**Extrait du document**

*****

Optimisation des détails, filtrage

L'égalisation d'histogramme est plus une technique de visualisation qu'une méthode de traitement (c'est une opération ponctuelle). Pour une variable continue, elle consiste à transformer les intensités à l'aide d'une fonction telle que leur distribution résultante moyenne soit uniforme (il s'agit en fait de l'histogramme cumulé de l'image). Dans le cas d'intensités discrètes l'histogramme résultant n'est pas plat, mais le plus homogène possible : la transformation a pour effet de dilater ou compresser localement l'histogramme (ie : de séparer les valeurs d'intensité) pour obtenir une distribution des valeurs qui soit aussi régulière que possible. Dans l'histogramme équalisé, les bins sont d'autant plus espacés qu'ils ont des valeurs plus importantes/contiennent plus d'éléments : l'histogramme est uniforme seulement en moyennant sur un intervalle assez large.

Le filtrage spatial consiste à mélanger localement les informations mesurées (la valeur résultante d'un pixel est une fonction de tout le voisinage de ce pixel). En pratique on superpose à l'image un masque (noyau de convolution) nul en dehors d'une petite zone centrée sur un point ; on calcule le produit point par point de l'image et du noyau et on somme ces valeurs. Le résultat remplacera la valeur du pixel central. En faisant glisser le noyau sur l'image, on calcule l'image transformée. Avec un noyau uniforme, on fait ainsi un simple lissage (moyenne mobile), mais on utilise couramment des noyaux plus complexes pour le filtrage.

Les filtres passe-haut sont typiquement des convolutions par des fonctions très piquées. Leur intérêt est de filtrer la composante continue ou lentement variable de l'image, en particulier la variation lente d'éclairement avec la distance au point sub-solaire. Le noyau de convolution utilisé doit avoir une somme égale à 1 pour conserver la photométrie (positif au centre, négatif aux bords).

Les filtres passe-bas sont linéaires si tous leurs coefficients sont positifs. Pour l'atténuation des détails et du bruit, les filtres médians (non-linéaires) sont mieux adaptés car ils préservent les contours et les trames. Les filtres passe-bas sont utilisés essentiellement pour les filtres high-boost (renforcement des hautes fréquences), en particulier pour les masques flous. Cette technique très simple à mettre en œuvre est bien adaptée aux images planétaires. Elle consiste à rajouter une image des hautes fréquences à l'image originale pour renforcer les contrastes locaux ; c'est donc plus une technique de renforcement de contours qu'une réelle méthode de restauration, puisqu'elle ne reconstitue pas les détails dégradés par convolution avec la fonction optique. L'image des hautes fréquences s'obtient en soustrayant une image basse fréquence à l'originale :

HF = Ima - Smooth(Ima, 5)

L'image finale s'écrit donc :

Finale = Ima - Smooth(Ima, 5) / 1.2

où Smooth(ima, 5) est une moyenne mobile sur 5 points de l'image de départ.

Ce traitement comporte donc deux paramètres, l'échelle de lissage (qui correspond à la taille des détails qu'on veut mettre en évidence) et le coefficient appliqué à l'image basse fréquence (le taux de réjection de la partie BF). Ces paramètres dépendent de l'objet observé et de la résolution angulaire, mais varient en fait assez peu (on n'a pas intérêt à forcer sur le coefficient en particulier). On trouve en ligne plusieurs bonnes discussions de cette technique du masque flou.

*****

**Actions à mener**
1. Recopiez dans l'extrait sur le filtrage tout ce qui va de « Le filtrage spatial » jusqu'à « pour le filtrage. ».
2. Répondez à ces questions d'après l'extrait sur le filtrage :
(a) Quelle composante de l'image les filtres passe-haut servent-ils à filtrer ?
(b) Quelle doit être la somme du noyau de convolution d'un filtre passe-haut pour conserver la photométrie ?
(c) Quels sont les deux paramètres du traitement par masque flou ?
3. Selon l'extrait sur le filtrage, pourquoi le masque flou est-il plus une technique de renforcement de contours qu'une réelle méthode de restauration ?
Les enregistrements n'interviennent pas ici.

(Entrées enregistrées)
*****

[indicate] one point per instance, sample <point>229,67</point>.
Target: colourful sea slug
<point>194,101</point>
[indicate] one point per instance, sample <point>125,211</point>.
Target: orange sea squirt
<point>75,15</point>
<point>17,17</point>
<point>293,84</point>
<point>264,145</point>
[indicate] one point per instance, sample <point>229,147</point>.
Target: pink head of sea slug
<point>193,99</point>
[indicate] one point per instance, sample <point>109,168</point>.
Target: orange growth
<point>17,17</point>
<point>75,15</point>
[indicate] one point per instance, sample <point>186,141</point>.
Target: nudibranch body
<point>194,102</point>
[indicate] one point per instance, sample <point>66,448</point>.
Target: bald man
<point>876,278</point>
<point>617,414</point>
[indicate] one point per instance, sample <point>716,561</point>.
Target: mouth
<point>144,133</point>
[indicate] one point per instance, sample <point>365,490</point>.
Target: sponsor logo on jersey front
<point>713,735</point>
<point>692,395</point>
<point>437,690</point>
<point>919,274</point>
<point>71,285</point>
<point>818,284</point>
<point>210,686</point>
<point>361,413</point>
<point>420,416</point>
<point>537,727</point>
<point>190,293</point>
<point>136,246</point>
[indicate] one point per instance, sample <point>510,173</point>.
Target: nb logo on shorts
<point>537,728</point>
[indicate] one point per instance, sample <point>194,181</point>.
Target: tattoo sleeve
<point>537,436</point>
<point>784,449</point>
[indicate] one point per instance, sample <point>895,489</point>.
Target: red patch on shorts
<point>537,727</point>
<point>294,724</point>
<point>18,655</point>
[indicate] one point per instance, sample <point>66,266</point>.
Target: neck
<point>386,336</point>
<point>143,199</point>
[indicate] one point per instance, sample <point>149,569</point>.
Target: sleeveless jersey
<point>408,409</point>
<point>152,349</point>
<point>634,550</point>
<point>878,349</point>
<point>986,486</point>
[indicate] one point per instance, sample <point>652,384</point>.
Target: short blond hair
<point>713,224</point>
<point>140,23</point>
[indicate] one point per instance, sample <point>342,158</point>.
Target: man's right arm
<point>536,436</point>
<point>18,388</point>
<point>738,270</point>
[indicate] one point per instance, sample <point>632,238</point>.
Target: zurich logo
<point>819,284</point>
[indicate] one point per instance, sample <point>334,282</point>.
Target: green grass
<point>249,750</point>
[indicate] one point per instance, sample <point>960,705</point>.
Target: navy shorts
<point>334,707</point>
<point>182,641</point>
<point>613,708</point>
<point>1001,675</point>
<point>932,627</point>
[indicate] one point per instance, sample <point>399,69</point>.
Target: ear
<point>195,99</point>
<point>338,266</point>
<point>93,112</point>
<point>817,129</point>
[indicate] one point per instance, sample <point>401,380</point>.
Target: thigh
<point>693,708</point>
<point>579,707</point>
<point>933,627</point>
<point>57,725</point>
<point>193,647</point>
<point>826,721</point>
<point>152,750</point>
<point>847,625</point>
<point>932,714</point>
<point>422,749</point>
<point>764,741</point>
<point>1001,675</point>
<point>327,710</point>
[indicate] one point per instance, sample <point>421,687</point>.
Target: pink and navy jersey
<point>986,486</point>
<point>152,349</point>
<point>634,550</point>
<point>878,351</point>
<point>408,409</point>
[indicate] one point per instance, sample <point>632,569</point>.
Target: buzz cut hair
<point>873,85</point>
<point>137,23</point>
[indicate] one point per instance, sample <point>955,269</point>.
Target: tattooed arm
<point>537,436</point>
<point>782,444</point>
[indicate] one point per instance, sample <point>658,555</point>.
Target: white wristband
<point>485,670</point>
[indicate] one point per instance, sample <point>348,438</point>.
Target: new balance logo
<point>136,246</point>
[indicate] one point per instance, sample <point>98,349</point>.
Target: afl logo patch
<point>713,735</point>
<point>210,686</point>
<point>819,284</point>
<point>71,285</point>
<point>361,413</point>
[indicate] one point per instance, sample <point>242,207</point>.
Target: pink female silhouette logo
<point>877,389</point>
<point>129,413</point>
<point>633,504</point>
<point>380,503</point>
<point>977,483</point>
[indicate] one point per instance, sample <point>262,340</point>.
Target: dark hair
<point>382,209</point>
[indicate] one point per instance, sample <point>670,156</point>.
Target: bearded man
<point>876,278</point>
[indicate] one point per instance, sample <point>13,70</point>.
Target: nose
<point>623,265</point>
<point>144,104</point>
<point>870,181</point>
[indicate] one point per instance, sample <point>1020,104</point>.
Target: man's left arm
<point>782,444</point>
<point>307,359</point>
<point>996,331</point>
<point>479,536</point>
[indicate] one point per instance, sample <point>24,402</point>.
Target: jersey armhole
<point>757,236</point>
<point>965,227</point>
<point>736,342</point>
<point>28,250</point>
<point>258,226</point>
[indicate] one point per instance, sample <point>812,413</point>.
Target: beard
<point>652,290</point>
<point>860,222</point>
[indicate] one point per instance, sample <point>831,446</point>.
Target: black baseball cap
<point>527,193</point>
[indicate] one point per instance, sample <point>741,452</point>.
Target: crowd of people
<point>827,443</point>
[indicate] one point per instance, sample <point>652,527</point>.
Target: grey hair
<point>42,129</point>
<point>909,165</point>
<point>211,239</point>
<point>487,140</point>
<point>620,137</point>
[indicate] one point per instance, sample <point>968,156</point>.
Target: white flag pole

*****

**Réponses**
1.
Le filtrage spatial consiste à mélanger localement les informations mesurées (la valeur résultante d'un pixel est une fonction de tout le voisinage de ce pixel). En pratique on superpose à l'image un masque (noyau de convolution) nul en dehors d'une petite zone centrée sur un point ; on calcule le produit point par point de l'image et du noyau et on somme ces valeurs. Le résultat remplacera la valeur du pixel central. En faisant glisser le noyau sur l'image, on calcule l'image transformée. Avec un noyau uniforme, on fait ainsi un simple lissage (moyenne mobile), mais on utilise couramment des noyaux plus complexes pour le filtrage.

2.
(a) La composante continue ou lentement variable de l'image, en particulier la variation lente d'éclairement avec la distance au point sub-solaire.
(b) Elle doit être égale à 1.
(c) L'échelle de lissage et le coefficient appliqué à l'image basse fréquence.

3. Le masque flou ne reconstitue pas les détails dégradés par la convolution avec la fonction optique. Il se contente d'ajouter une image des hautes fréquences à l'image originale pour renforcer les contrastes locaux.